Point annotation dataset records
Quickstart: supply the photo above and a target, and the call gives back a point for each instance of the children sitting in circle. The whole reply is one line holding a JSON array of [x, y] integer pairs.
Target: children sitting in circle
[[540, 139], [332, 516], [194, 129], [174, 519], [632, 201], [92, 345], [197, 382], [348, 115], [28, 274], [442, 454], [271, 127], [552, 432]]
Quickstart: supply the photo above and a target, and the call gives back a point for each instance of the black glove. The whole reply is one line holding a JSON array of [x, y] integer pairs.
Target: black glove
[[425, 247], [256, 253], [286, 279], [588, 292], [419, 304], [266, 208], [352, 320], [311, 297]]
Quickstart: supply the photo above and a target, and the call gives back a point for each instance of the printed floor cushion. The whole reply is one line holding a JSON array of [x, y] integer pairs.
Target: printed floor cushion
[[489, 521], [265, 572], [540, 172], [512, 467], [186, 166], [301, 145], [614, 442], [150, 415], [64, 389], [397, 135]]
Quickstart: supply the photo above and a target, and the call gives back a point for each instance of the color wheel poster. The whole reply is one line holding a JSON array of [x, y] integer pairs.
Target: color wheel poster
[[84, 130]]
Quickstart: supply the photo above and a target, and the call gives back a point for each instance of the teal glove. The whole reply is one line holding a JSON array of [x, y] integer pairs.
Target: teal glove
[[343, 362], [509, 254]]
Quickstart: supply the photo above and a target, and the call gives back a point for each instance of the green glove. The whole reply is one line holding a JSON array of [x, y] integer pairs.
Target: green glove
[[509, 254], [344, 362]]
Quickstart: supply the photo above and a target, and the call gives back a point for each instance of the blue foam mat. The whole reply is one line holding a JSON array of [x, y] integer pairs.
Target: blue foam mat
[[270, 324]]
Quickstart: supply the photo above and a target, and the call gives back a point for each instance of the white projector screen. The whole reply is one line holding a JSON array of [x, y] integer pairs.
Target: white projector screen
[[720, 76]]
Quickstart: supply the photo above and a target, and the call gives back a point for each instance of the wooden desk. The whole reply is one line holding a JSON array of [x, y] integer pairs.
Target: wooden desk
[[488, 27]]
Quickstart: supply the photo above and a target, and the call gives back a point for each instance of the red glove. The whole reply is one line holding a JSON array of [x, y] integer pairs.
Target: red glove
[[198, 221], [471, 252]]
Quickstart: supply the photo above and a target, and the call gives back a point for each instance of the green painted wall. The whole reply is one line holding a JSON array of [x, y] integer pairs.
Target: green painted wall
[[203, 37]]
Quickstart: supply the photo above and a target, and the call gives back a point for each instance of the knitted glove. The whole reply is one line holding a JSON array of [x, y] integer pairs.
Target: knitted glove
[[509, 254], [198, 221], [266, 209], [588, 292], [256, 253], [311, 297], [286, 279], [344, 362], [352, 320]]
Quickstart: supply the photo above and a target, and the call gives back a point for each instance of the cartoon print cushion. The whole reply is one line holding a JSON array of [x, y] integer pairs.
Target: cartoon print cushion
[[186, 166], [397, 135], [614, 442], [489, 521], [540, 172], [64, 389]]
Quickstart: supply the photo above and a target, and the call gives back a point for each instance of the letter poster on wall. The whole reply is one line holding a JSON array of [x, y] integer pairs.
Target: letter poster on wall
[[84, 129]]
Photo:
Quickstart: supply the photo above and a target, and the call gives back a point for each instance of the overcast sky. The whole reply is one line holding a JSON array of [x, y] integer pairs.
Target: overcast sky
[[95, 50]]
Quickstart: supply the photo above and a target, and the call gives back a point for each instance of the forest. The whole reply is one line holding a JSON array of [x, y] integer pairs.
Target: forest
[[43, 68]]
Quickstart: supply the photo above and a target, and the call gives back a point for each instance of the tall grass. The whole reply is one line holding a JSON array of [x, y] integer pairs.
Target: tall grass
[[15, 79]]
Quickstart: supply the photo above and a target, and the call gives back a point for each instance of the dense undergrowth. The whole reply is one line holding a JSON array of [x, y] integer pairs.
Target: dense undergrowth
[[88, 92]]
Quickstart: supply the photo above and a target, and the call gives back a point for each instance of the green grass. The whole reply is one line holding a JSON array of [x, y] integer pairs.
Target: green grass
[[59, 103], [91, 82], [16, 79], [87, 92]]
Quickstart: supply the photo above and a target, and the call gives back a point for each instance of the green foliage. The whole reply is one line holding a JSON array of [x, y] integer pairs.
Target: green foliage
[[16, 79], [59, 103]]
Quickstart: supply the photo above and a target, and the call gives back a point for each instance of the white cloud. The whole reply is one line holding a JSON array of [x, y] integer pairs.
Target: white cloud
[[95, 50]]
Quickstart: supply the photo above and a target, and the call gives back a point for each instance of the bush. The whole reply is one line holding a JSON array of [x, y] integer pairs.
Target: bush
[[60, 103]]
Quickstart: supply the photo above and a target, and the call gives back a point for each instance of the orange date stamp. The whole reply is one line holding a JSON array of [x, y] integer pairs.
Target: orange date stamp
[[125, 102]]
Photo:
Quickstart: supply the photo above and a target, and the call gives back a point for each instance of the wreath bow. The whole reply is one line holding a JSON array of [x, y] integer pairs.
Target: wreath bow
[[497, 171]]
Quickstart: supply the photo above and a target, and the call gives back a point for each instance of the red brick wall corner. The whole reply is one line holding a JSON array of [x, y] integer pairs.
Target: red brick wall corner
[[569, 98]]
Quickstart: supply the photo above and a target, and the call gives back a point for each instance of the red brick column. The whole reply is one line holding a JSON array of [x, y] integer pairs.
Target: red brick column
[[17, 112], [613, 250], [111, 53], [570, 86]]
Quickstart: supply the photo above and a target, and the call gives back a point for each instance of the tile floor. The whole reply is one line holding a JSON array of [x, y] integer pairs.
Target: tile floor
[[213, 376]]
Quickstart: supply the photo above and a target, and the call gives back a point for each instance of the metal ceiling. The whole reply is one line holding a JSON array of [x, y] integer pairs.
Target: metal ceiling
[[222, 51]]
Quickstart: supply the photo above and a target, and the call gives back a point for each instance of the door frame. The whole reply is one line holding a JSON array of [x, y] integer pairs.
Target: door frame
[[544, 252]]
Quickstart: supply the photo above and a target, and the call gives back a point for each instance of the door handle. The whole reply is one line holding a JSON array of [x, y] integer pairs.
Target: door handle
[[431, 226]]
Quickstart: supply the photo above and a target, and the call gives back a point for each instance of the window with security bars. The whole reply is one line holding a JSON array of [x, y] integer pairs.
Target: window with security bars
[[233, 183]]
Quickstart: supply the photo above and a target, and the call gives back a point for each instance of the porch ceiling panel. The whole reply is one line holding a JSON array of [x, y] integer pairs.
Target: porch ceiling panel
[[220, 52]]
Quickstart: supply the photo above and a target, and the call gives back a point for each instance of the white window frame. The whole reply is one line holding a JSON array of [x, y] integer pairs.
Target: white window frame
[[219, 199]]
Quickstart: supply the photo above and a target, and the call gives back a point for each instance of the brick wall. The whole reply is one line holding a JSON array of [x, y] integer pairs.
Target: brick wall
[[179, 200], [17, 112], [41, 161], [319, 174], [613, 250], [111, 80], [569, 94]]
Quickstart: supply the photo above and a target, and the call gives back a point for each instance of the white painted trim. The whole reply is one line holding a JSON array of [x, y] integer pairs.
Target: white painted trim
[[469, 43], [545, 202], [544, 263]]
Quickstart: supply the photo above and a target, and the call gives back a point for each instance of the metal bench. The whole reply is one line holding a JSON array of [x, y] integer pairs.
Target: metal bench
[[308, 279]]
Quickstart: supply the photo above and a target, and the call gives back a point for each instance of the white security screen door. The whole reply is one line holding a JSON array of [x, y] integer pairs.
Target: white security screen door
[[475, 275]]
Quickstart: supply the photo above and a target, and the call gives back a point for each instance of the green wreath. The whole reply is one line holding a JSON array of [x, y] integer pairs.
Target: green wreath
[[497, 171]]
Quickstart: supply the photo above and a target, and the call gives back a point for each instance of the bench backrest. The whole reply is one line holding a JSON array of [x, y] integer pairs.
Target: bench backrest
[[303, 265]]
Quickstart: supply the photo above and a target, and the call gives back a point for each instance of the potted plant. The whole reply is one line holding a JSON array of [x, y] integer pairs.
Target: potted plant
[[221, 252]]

WHAT THE TASK ASKS
Rewrite only the data from the line with "of the color" to the line with "[[84, 130]]", putting "chart" wherever "poster" appears and keeping everything else the same.

TASK RESPONSE
Quickstart: supply the photo above and a target, and the call gives back a point for each instance of the color wheel chart. The whole reply is one line holding a JSON array of [x, y] integer pairs.
Target: color wheel chart
[[84, 130]]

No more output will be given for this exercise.